## ESTRATTO DEI DATI
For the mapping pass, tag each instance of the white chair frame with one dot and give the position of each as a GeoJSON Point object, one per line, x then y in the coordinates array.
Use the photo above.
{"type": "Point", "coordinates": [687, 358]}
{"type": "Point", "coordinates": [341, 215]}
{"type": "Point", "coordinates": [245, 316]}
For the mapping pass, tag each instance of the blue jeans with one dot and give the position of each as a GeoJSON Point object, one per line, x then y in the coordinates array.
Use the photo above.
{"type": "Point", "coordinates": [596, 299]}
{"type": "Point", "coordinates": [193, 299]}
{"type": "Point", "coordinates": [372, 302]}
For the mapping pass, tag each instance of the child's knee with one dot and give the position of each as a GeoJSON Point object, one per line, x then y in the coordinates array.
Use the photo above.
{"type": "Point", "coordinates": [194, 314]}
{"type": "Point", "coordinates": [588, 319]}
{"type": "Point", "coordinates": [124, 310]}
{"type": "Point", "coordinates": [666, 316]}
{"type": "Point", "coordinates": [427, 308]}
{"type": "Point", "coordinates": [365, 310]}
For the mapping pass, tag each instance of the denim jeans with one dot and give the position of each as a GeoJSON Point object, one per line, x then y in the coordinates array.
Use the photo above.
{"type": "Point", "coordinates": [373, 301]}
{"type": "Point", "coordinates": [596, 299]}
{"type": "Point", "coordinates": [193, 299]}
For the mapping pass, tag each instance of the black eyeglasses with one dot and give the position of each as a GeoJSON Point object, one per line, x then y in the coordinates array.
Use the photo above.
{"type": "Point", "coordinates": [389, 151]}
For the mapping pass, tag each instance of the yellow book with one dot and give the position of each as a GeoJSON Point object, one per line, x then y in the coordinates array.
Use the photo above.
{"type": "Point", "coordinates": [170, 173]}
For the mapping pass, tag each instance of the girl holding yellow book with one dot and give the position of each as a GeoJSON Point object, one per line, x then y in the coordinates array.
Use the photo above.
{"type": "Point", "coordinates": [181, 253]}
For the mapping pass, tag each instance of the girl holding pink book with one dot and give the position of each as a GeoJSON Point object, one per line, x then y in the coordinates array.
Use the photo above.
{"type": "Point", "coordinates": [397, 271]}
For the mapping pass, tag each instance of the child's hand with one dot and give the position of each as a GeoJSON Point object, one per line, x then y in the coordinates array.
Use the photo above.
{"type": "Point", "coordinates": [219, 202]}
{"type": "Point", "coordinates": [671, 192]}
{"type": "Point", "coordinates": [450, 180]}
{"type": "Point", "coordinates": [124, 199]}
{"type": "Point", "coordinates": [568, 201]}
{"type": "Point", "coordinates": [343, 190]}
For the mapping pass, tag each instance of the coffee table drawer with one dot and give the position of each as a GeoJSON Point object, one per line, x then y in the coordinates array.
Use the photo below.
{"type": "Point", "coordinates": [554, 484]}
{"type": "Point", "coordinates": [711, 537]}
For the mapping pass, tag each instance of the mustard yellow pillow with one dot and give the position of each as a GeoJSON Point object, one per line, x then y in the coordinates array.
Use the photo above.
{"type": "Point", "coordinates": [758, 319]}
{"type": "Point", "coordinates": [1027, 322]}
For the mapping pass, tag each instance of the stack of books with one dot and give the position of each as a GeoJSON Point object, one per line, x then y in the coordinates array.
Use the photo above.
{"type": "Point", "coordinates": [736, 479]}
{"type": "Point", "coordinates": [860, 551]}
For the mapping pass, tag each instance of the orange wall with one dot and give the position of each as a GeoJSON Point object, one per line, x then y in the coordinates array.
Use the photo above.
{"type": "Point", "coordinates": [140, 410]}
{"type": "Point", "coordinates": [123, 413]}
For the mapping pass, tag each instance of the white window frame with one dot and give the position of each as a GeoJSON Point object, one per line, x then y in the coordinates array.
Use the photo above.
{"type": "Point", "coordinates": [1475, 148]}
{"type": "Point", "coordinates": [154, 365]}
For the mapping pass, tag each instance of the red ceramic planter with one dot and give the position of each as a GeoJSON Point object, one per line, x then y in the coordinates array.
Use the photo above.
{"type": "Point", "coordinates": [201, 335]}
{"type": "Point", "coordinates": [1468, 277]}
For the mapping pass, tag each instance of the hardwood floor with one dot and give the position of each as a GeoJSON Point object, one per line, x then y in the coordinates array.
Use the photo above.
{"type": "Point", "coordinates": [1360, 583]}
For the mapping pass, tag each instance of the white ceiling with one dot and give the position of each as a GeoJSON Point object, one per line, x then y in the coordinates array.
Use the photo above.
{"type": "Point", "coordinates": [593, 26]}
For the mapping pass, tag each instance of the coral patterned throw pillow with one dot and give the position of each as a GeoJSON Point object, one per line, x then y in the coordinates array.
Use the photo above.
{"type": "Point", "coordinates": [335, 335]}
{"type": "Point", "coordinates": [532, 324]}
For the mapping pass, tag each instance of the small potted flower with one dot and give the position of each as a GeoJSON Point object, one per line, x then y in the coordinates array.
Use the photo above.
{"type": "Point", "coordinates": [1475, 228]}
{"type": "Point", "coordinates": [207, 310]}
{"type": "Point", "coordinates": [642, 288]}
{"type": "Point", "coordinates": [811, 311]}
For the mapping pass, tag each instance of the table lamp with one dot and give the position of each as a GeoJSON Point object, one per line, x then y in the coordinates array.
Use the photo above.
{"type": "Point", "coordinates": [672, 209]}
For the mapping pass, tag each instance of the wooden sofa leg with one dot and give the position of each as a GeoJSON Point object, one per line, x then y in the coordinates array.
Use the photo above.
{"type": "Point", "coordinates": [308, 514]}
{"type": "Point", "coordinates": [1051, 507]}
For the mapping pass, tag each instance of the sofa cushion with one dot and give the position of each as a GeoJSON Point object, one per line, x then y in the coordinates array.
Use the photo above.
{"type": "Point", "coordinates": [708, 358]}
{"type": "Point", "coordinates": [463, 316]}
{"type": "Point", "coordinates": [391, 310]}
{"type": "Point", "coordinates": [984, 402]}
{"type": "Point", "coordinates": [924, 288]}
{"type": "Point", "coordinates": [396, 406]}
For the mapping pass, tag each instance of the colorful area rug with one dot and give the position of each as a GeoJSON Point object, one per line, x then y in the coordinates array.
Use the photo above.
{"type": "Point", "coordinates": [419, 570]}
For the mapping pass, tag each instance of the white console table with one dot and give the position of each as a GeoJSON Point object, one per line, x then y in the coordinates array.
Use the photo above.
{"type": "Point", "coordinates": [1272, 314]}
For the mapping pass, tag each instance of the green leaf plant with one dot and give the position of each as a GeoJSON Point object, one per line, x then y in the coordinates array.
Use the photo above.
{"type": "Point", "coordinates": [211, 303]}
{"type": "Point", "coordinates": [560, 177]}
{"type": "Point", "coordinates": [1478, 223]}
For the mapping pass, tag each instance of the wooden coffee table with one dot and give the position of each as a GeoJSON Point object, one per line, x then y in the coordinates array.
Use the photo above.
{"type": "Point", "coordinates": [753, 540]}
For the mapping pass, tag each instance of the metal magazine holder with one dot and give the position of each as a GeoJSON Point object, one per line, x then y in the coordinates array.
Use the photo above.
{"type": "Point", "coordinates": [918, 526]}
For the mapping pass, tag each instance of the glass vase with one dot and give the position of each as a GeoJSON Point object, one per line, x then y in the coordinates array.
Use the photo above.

## PROBLEMA BREVE
Modifica le voci riportate sopra sostituendo ovunque "mapping pass" con "annotation pass" e lascia invariato tutto il resto.

## SOLUZIONE
For the annotation pass, tag each instance of the white chair frame with one dot and give the position of each as a GeoJSON Point object, one per line, x then y in the coordinates array.
Use the photo above.
{"type": "Point", "coordinates": [687, 358]}
{"type": "Point", "coordinates": [341, 215]}
{"type": "Point", "coordinates": [245, 316]}
For the annotation pass, tag each instance of the blue jeans with one dot and give the position of each as a GeoJSON Point object, one per line, x then y in the coordinates array.
Use the photo above.
{"type": "Point", "coordinates": [596, 299]}
{"type": "Point", "coordinates": [193, 299]}
{"type": "Point", "coordinates": [372, 302]}
For the annotation pass, tag each instance of the child's knee with one dot and give the position of each as a GeoJSON Point object, one per line, x then y in the coordinates array.
Use the photo above.
{"type": "Point", "coordinates": [194, 314]}
{"type": "Point", "coordinates": [588, 319]}
{"type": "Point", "coordinates": [124, 310]}
{"type": "Point", "coordinates": [666, 316]}
{"type": "Point", "coordinates": [427, 308]}
{"type": "Point", "coordinates": [365, 310]}
For the annotation pass, tag each instance of the denim jeans with one dot and give the position of each as a GeoJSON Point object, one per line, x then y in the coordinates array.
Use the photo above.
{"type": "Point", "coordinates": [373, 301]}
{"type": "Point", "coordinates": [596, 299]}
{"type": "Point", "coordinates": [193, 299]}
For the annotation pass, tag each instance of the black eyeglasses with one dot and give the position of each as a GeoJSON Point object, one per line, x then y in the coordinates array.
Use the photo above.
{"type": "Point", "coordinates": [389, 151]}
For the annotation pass, tag each instance of the yellow book with one dot and give the position of each as a GeoJSON Point object, one per line, x then y in the coordinates array.
Use the photo above.
{"type": "Point", "coordinates": [170, 173]}
For the annotation pass, tag each instance of the girl holding yellow book with one dot and give the position of each as a GeoJSON Point object, one per line, x then y in the coordinates array.
Use the photo above.
{"type": "Point", "coordinates": [181, 253]}
For the annotation pass, tag each instance of the girl holding pink book with one dot and give the position of each as a GeoJSON Point object, one per line, x then y in the coordinates array.
Use the photo above.
{"type": "Point", "coordinates": [397, 271]}
For the annotation pass, tag each instance of the child's hand with one dot and give the position of each as a GeoJSON Point object, one per line, x then y in the coordinates array.
Use the photo above.
{"type": "Point", "coordinates": [219, 202]}
{"type": "Point", "coordinates": [671, 192]}
{"type": "Point", "coordinates": [450, 180]}
{"type": "Point", "coordinates": [124, 199]}
{"type": "Point", "coordinates": [568, 201]}
{"type": "Point", "coordinates": [343, 190]}
For the annotation pass, tag each instance of the coffee table drawer with one dot and give the position of each as a GeoJSON Point object, one per line, x then y in the coordinates array.
Use the photo below.
{"type": "Point", "coordinates": [554, 484]}
{"type": "Point", "coordinates": [711, 537]}
For the annotation pass, tag each instance of the mustard yellow pillow with one dot and give the position of each as a GeoJSON Point object, one per line, x then y in the coordinates array.
Use the photo above.
{"type": "Point", "coordinates": [758, 319]}
{"type": "Point", "coordinates": [1027, 322]}
For the annotation pass, tag each instance of the stack of books with one dot and give the position of each as a GeoJSON Point object, one per line, x then y in the coordinates array.
Use the photo above.
{"type": "Point", "coordinates": [736, 479]}
{"type": "Point", "coordinates": [860, 551]}
For the annotation pass, tag each instance of the orange wall with one dot and give the position of each as a GeoJSON Point object, one per line, x then y in the coordinates array.
Use the photo above.
{"type": "Point", "coordinates": [140, 410]}
{"type": "Point", "coordinates": [123, 413]}
For the annotation pass, tag each instance of the white window frame with one dot and give the position of each as a GeoJSON Point object, one per line, x then y in the coordinates array.
Use the photo above.
{"type": "Point", "coordinates": [1475, 148]}
{"type": "Point", "coordinates": [154, 365]}
For the annotation pass, tag each instance of the red ceramic planter with one dot and give the position of each as a GeoJSON Point object, one per line, x then y in the coordinates array.
Use the photo above.
{"type": "Point", "coordinates": [201, 335]}
{"type": "Point", "coordinates": [1468, 277]}
For the annotation pass, tag each instance of the hardwood floor with one dot and give the position of each as a GeoJSON Point object, one per line, x then y in the coordinates array.
Use the photo above.
{"type": "Point", "coordinates": [1360, 583]}
For the annotation pass, tag each instance of the white ceiling with one dot and give the position of each as a GeoJSON Point object, one per line, x then y in the coordinates array.
Use the photo above.
{"type": "Point", "coordinates": [593, 26]}
For the annotation pass, tag each instance of the coral patterned throw pillow with one dot and give the position of each as a GeoJSON Point object, one per line, x then y in the coordinates array.
Use the photo above.
{"type": "Point", "coordinates": [335, 335]}
{"type": "Point", "coordinates": [532, 324]}
For the annotation pass, tag each instance of the small potted flower with one dot and give the position of each as a GeoJSON Point object, one per line, x then y in the coordinates array.
Use the photo above.
{"type": "Point", "coordinates": [1475, 228]}
{"type": "Point", "coordinates": [207, 310]}
{"type": "Point", "coordinates": [642, 288]}
{"type": "Point", "coordinates": [811, 311]}
For the annotation pass, tag each instance of the table lamp with one dot and give the position of each as a GeoJSON Point object, one per line, x then y in the coordinates array.
Use the photo above.
{"type": "Point", "coordinates": [672, 209]}
For the annotation pass, tag each instance of the wooden sofa leg with one dot and give the position of each as a GeoJSON Point object, one per line, x then y in the coordinates array.
Use the photo above.
{"type": "Point", "coordinates": [308, 514]}
{"type": "Point", "coordinates": [1051, 507]}
For the annotation pass, tag each instance of the sofa cushion with one dot and give the position of each as a GeoJSON Point object, one per line, x then y in the coordinates array.
Use the photo above.
{"type": "Point", "coordinates": [708, 358]}
{"type": "Point", "coordinates": [463, 316]}
{"type": "Point", "coordinates": [391, 310]}
{"type": "Point", "coordinates": [984, 402]}
{"type": "Point", "coordinates": [924, 288]}
{"type": "Point", "coordinates": [396, 406]}
For the annotation pass, tag each instance of the colorful area rug with one dot and give the position of each as a GeoJSON Point object, one per line, x then y in the coordinates array.
Use the photo above.
{"type": "Point", "coordinates": [419, 570]}
For the annotation pass, tag each instance of the white console table with one dot and give the position of each as a GeoJSON Point object, one per line, x then y in the coordinates array.
Use the photo above.
{"type": "Point", "coordinates": [1272, 314]}
For the annotation pass, tag each instance of the green leaf plant with one dot and give the position of each as a GeoJSON Point object, one per line, x then y in the coordinates array.
Use the photo above.
{"type": "Point", "coordinates": [211, 303]}
{"type": "Point", "coordinates": [560, 177]}
{"type": "Point", "coordinates": [1478, 223]}
For the annotation pass, tag each instance of the wooden coffee table with one dot and give the position of each as a GeoJSON Point object, one per line, x then y in the coordinates array.
Use the photo above.
{"type": "Point", "coordinates": [753, 540]}
For the annotation pass, tag each instance of the metal magazine holder with one dot and give the position of each as a GeoJSON Point object, one per line, x then y in the coordinates array.
Use the photo above.
{"type": "Point", "coordinates": [918, 526]}
For the annotation pass, tag each instance of the glass vase with one dot and give the position of each as a GeoJSON Point object, one per line, x then y in the coordinates array.
Use the photo above.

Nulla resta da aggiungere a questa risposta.